- _REQUEST_:
Can you convert every one of the rows below into a numbered list, leaving out any blank lines?

- _DATA TO USE_:
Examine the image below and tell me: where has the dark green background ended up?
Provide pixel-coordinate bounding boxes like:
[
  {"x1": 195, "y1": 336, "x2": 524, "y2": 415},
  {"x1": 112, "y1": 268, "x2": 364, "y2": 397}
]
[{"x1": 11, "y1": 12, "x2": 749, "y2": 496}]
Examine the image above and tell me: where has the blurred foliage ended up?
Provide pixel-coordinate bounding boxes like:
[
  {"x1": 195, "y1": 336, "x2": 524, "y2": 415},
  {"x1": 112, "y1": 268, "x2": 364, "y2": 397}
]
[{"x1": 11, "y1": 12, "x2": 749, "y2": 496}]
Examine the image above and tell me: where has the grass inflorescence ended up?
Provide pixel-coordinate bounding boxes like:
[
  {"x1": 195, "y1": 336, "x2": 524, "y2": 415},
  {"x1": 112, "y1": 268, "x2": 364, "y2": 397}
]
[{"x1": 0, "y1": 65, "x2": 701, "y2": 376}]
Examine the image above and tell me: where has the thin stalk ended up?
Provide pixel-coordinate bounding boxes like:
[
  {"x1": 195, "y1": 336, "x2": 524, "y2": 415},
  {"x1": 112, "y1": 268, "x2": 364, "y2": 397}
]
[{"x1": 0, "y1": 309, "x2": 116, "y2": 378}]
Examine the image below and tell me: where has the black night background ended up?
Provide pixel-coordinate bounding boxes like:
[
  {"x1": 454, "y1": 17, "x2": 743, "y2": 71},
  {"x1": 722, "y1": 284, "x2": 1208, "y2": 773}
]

- _EXERCISE SOLUTION_:
1. Examine the image below and tell me: where has the dark green background ended up?
2. Provide pixel-coordinate bounding boxes like:
3. [
4.   {"x1": 195, "y1": 336, "x2": 524, "y2": 415},
5.   {"x1": 112, "y1": 268, "x2": 364, "y2": 397}
6. ]
7. [{"x1": 11, "y1": 12, "x2": 749, "y2": 496}]
8. Examine the image above and tell me: where has the blurred foliage ended up?
9. Provide pixel-coordinate bounding boxes like:
10. [
11.   {"x1": 195, "y1": 336, "x2": 524, "y2": 415},
12.   {"x1": 112, "y1": 268, "x2": 364, "y2": 397}
13. ]
14. [{"x1": 11, "y1": 12, "x2": 749, "y2": 496}]
15. Examine the image above and tell me: where has the grass inflorescence ended up?
16. Provide pixel-coordinate bounding boxes like:
17. [
18.   {"x1": 195, "y1": 336, "x2": 524, "y2": 415},
19.   {"x1": 112, "y1": 268, "x2": 364, "y2": 397}
20. ]
21. [{"x1": 0, "y1": 65, "x2": 701, "y2": 376}]
22. Examine the image above and tell me: where has the thin stalk ended up?
23. Provide pixel-coordinate bounding boxes like:
24. [
25.   {"x1": 195, "y1": 336, "x2": 524, "y2": 415},
26.   {"x1": 112, "y1": 268, "x2": 364, "y2": 397}
27. ]
28. [{"x1": 0, "y1": 309, "x2": 116, "y2": 378}]
29. Examine the image below and tell me: where has the black night background ended up?
30. Provide pixel-coordinate bounding boxes like:
31. [
32.   {"x1": 454, "y1": 17, "x2": 743, "y2": 71},
33.   {"x1": 722, "y1": 284, "x2": 1208, "y2": 773}
34. ]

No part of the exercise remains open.